_PROVIDED PASSAGE_
With preference for completed inventory continuing, the lower home loan rates may push the houses sales in the days to come, observes rating agency Icra, which favoured the developers having higher proportion of such projects

With preference for completed inventory continuing, the lower home loan rates may push the houses sales in the days to come, observes rating agency Icra, which favoured the developers having higher proportion of such projects. However, ICRA expects the overall sales volume for completed and under-construction inventory to reduce by 40-60 per cent on account of Covid-19 during FY21.

"Further, the steep reduction in home loan rates may aid housing demand to some extent, with home loan interest rates having dropped below 8 per cent for the first time in 15 years. Committed receivables from already booked sales have also been impacted, given that some milestone-based payments have been deferred due to stoppage of construction activities earlier,"

According to ICRA, the overall demand risks for the sector have increased, which is also reflected by a decline in new sales and the associated collections in Q1FY2021. ICRA noted that projects catering to the self-funded segment have witnessed a more significant disruption in collections as compared to the home loan funded segment, as banks continue to make payments to developers.

_PARTS OF THE EXERCISE_
a) From the article on housing sales, list every figure stated in per cent or in years.
b) Please continue the article on ICRA's view of housing sales, starting after its last sentence.
The stored data below is separate from the article on housing sales.

Stored data
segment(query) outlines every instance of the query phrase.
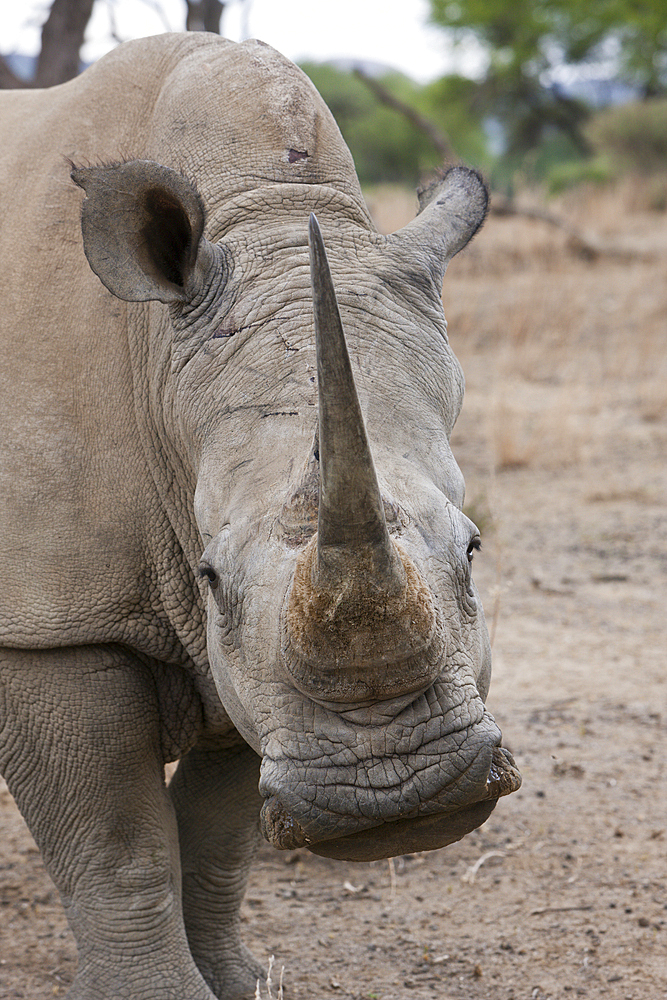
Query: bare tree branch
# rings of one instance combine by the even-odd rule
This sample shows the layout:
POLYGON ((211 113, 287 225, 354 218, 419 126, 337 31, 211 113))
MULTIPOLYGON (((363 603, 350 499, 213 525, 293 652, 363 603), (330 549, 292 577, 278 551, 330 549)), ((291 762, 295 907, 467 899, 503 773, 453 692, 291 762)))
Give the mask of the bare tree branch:
POLYGON ((17 90, 29 86, 30 84, 18 77, 11 69, 4 56, 0 56, 0 90, 17 90))
POLYGON ((79 50, 94 0, 53 0, 42 28, 42 50, 35 72, 36 87, 53 87, 79 72, 79 50))
POLYGON ((220 34, 220 21, 225 9, 221 0, 186 0, 188 31, 213 31, 220 34))
POLYGON ((374 77, 369 76, 367 73, 357 66, 354 75, 357 76, 363 83, 366 84, 368 89, 377 97, 381 104, 386 104, 388 108, 393 108, 394 111, 398 111, 399 114, 403 115, 404 118, 414 125, 416 129, 423 132, 424 135, 428 136, 431 143, 437 150, 443 163, 453 163, 458 161, 458 156, 454 152, 449 137, 445 135, 441 129, 438 128, 432 121, 425 118, 424 115, 420 114, 415 108, 401 101, 394 94, 390 93, 389 90, 376 80, 374 77))

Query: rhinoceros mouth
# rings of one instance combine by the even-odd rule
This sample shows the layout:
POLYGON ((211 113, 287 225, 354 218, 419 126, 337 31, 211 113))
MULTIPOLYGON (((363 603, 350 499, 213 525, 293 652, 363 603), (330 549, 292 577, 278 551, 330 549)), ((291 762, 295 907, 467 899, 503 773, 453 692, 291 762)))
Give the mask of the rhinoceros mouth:
MULTIPOLYGON (((318 829, 312 822, 302 825, 297 818, 301 810, 287 808, 284 800, 290 796, 283 792, 282 795, 270 795, 264 802, 260 816, 262 832, 280 850, 307 847, 314 854, 343 861, 377 861, 397 854, 446 847, 481 826, 493 812, 498 799, 521 786, 521 775, 511 753, 500 746, 486 747, 478 758, 488 759, 489 750, 486 782, 481 787, 473 782, 476 784, 475 799, 460 806, 440 805, 440 802, 443 798, 446 801, 457 797, 460 786, 466 783, 465 775, 447 786, 446 796, 440 790, 435 801, 423 803, 413 814, 401 816, 399 800, 393 815, 389 813, 375 822, 369 823, 368 818, 360 815, 350 815, 343 826, 349 828, 356 821, 359 829, 341 835, 324 827, 318 829)), ((475 763, 479 764, 479 759, 475 763)))

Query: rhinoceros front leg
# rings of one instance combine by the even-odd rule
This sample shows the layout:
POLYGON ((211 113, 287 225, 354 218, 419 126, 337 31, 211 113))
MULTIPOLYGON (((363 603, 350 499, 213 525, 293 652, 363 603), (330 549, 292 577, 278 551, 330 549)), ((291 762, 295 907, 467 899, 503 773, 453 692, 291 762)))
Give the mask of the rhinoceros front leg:
POLYGON ((0 768, 76 938, 69 1000, 214 1000, 183 924, 148 669, 111 647, 0 651, 0 768))
POLYGON ((220 1000, 254 997, 265 970, 241 943, 240 906, 259 839, 260 758, 245 743, 200 743, 169 786, 190 950, 220 1000))

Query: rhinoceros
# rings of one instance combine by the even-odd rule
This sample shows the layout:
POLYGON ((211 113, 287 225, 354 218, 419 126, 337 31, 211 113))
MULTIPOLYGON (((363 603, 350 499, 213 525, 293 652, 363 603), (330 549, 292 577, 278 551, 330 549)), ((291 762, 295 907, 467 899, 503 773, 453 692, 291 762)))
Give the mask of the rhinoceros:
POLYGON ((520 783, 449 445, 442 280, 486 189, 454 167, 380 235, 256 41, 0 98, 2 770, 71 1000, 252 996, 260 831, 430 850, 520 783))

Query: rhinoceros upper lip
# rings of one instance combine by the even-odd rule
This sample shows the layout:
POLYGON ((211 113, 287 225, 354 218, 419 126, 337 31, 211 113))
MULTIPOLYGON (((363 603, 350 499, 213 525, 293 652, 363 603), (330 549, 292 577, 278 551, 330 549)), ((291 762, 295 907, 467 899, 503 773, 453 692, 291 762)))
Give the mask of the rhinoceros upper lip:
POLYGON ((521 776, 514 758, 508 750, 497 746, 493 748, 484 794, 461 806, 443 807, 440 811, 426 815, 421 815, 419 811, 396 815, 365 826, 357 833, 318 837, 301 826, 292 812, 285 808, 279 795, 271 795, 264 803, 260 821, 266 839, 281 850, 309 847, 316 853, 331 857, 373 860, 374 857, 386 857, 387 854, 383 853, 385 850, 391 852, 397 843, 401 843, 400 837, 397 839, 394 832, 398 831, 399 826, 401 836, 408 838, 405 842, 410 845, 406 848, 409 850, 444 847, 460 839, 484 822, 498 798, 516 791, 520 785, 521 776), (490 808, 482 808, 484 803, 488 803, 490 808), (386 846, 383 843, 385 841, 386 846))

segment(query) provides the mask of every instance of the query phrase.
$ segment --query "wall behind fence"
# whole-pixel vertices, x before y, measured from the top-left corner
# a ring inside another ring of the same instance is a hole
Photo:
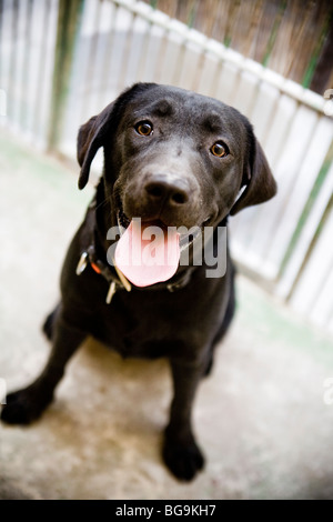
[[[333,332],[333,122],[323,97],[132,0],[2,1],[0,72],[2,124],[73,159],[80,124],[135,81],[246,114],[279,195],[231,220],[233,257]]]

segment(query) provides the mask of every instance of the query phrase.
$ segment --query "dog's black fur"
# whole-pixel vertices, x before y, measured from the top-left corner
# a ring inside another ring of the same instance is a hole
[[[140,128],[142,121],[151,129]],[[221,145],[225,153],[220,158],[213,152],[221,151]],[[31,385],[8,395],[1,416],[8,423],[37,419],[52,401],[67,362],[89,334],[123,355],[164,357],[171,364],[174,396],[163,458],[175,476],[191,480],[203,466],[191,426],[193,398],[234,312],[234,269],[229,255],[222,278],[206,278],[204,264],[180,267],[165,283],[117,291],[110,304],[105,279],[91,264],[79,277],[75,269],[91,233],[97,258],[108,264],[107,231],[118,218],[125,224],[140,217],[167,227],[216,229],[229,214],[272,198],[275,181],[242,114],[214,99],[172,87],[138,83],[81,127],[80,189],[101,147],[104,171],[95,204],[69,248],[61,302],[44,324],[53,347],[49,362]]]

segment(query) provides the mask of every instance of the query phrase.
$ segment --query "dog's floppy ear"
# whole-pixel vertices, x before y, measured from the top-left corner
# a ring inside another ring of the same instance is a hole
[[[248,129],[248,137],[250,147],[242,183],[245,189],[231,209],[231,215],[245,207],[270,200],[278,189],[264,151],[254,137],[252,128]]]
[[[93,116],[80,127],[78,134],[78,162],[81,167],[79,189],[88,183],[90,165],[97,151],[103,145],[104,137],[111,128],[114,102],[110,103],[98,116]]]

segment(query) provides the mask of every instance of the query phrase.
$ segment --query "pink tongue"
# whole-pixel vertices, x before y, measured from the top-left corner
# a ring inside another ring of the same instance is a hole
[[[132,220],[120,238],[114,261],[121,272],[137,287],[168,281],[176,272],[180,258],[179,233],[169,228],[141,224]]]

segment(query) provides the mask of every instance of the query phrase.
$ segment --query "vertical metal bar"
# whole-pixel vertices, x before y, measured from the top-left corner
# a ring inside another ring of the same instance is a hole
[[[1,49],[3,49],[3,0],[0,0],[0,89],[3,86],[3,66],[2,66],[2,57],[1,57]]]
[[[30,69],[30,46],[31,46],[31,11],[32,11],[32,1],[28,0],[26,6],[26,28],[24,34],[22,38],[24,39],[24,48],[23,48],[23,70],[22,70],[22,78],[21,78],[21,100],[19,106],[19,117],[18,121],[20,128],[24,130],[27,126],[27,106],[28,106],[28,78],[29,78],[29,69]]]
[[[68,98],[74,43],[80,28],[84,0],[59,0],[56,60],[51,116],[48,132],[48,149],[56,150]]]
[[[44,82],[46,74],[46,63],[43,51],[47,49],[48,34],[50,29],[50,18],[51,18],[51,0],[47,0],[43,3],[43,22],[42,22],[42,40],[41,40],[41,52],[39,54],[39,64],[37,72],[37,86],[42,86]],[[36,3],[34,3],[36,6]],[[41,128],[41,118],[42,118],[42,104],[40,103],[40,90],[36,89],[34,97],[32,101],[33,112],[32,112],[32,122],[31,129],[34,135],[39,135]]]
[[[10,42],[10,64],[9,64],[9,77],[8,77],[8,118],[13,119],[14,104],[16,104],[16,71],[17,71],[17,47],[18,40],[18,20],[19,20],[19,1],[13,0],[12,12],[11,12],[11,42]]]

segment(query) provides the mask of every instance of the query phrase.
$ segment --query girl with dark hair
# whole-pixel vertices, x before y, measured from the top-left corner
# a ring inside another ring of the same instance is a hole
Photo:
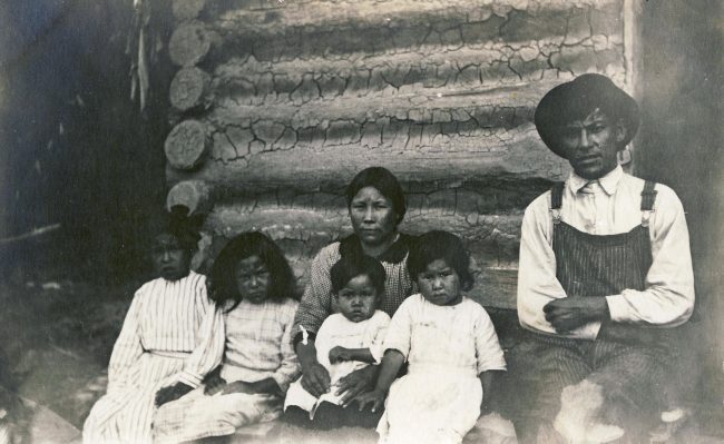
[[[225,436],[273,421],[300,373],[292,349],[295,280],[280,248],[261,233],[241,234],[219,253],[211,276],[226,329],[224,363],[203,387],[158,410],[157,442]]]
[[[387,275],[379,308],[390,316],[412,294],[412,280],[407,269],[411,237],[398,231],[407,211],[398,179],[382,167],[363,169],[348,186],[345,197],[354,234],[322,248],[316,255],[294,320],[294,345],[302,365],[302,386],[317,397],[330,391],[330,374],[316,358],[314,341],[324,319],[334,313],[332,266],[343,257],[362,254],[379,260]],[[335,393],[342,395],[342,405],[371,389],[376,373],[376,366],[368,366],[341,378]]]
[[[221,362],[221,313],[190,270],[198,224],[174,208],[153,238],[158,278],[130,304],[108,364],[108,391],[90,411],[84,443],[150,443],[154,406],[197,387]]]
[[[490,317],[462,295],[473,283],[469,260],[460,238],[446,231],[422,235],[410,250],[420,294],[392,316],[376,387],[359,397],[373,412],[387,397],[380,443],[462,442],[496,371],[506,369]],[[408,374],[395,381],[405,362]]]

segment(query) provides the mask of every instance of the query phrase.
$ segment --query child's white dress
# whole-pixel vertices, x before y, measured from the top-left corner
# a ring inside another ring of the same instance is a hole
[[[282,392],[300,374],[292,348],[292,326],[299,303],[242,300],[224,314],[226,349],[222,377],[227,383],[273,378]],[[209,436],[231,435],[237,428],[276,420],[283,395],[232,393],[205,395],[204,386],[158,408],[154,418],[155,441],[179,443]]]
[[[408,374],[390,387],[378,425],[380,443],[460,443],[482,403],[478,375],[505,371],[506,362],[488,313],[463,297],[439,306],[410,296],[388,328],[384,349],[397,349]]]
[[[107,394],[86,420],[84,443],[150,443],[156,392],[177,382],[196,387],[219,364],[224,328],[205,283],[190,272],[136,292],[108,364]]]
[[[384,336],[390,324],[390,316],[381,310],[375,310],[369,319],[355,323],[336,313],[330,315],[320,327],[314,339],[316,359],[330,372],[331,388],[329,393],[314,397],[302,387],[301,381],[290,386],[284,401],[284,408],[294,405],[310,412],[310,420],[314,417],[316,407],[323,401],[340,404],[342,395],[335,395],[340,379],[350,373],[366,367],[369,364],[359,361],[330,363],[330,351],[336,346],[345,348],[370,348],[376,363],[382,358]]]

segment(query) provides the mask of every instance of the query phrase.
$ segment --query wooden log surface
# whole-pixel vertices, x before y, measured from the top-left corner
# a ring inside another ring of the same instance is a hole
[[[206,0],[174,0],[172,11],[176,20],[193,20],[198,17]]]
[[[180,67],[192,67],[206,57],[212,47],[212,37],[199,21],[182,23],[170,37],[168,55]]]
[[[404,128],[392,130],[395,126]],[[236,191],[278,187],[310,191],[342,189],[359,170],[375,165],[387,167],[404,182],[493,177],[559,180],[569,169],[564,159],[542,145],[531,125],[487,129],[486,141],[477,132],[447,134],[442,128],[405,127],[390,120],[375,127],[374,136],[351,132],[342,142],[339,138],[325,141],[329,130],[319,131],[311,140],[293,134],[286,141],[281,127],[270,146],[251,131],[229,128],[215,135],[209,161],[194,172],[167,169],[167,179],[203,179]]]
[[[168,99],[179,111],[186,111],[204,102],[211,85],[211,76],[204,70],[183,68],[170,82]]]
[[[166,209],[183,205],[189,215],[208,214],[214,206],[213,188],[203,180],[182,181],[172,187],[166,197]]]
[[[170,168],[192,170],[200,165],[208,150],[206,125],[198,120],[178,124],[166,137],[164,150]]]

_ANSWERS TO THE EXERCISES_
a)
40-60 per cent
8 per cent
15 years

b)
However, higher-rated clients have maintained considerable liquidity buffers, which can be used to meet project costs and debt obligations. ICRA also notes that "many companies have availed moratorium to bring down debt repayments, which coupled with automatic reduction in collection-linked prepayments, has provided some relief to the developers."

Consequently, in FY2021, ICRA expects collections from customers to decline by around 35-40 per cent. "Project execution has also got hampered, with reduced labour force presence and raw material supply chain disruptions attributable to continuing localised lock-downs on non-essential services. ICRA expects the spend on ongoing projects to reduce by around 30 per cent in FY21 on account of the pandemic," the statement said. "Notably, Covid has been classified as a force-majeure event under RERA, and therefore, deemed extensions of 6-9 months on project execution timelines have been granted by many states. New launches, which were already on a declining trend given the increased focus on deliveries, are likely to get further deferred."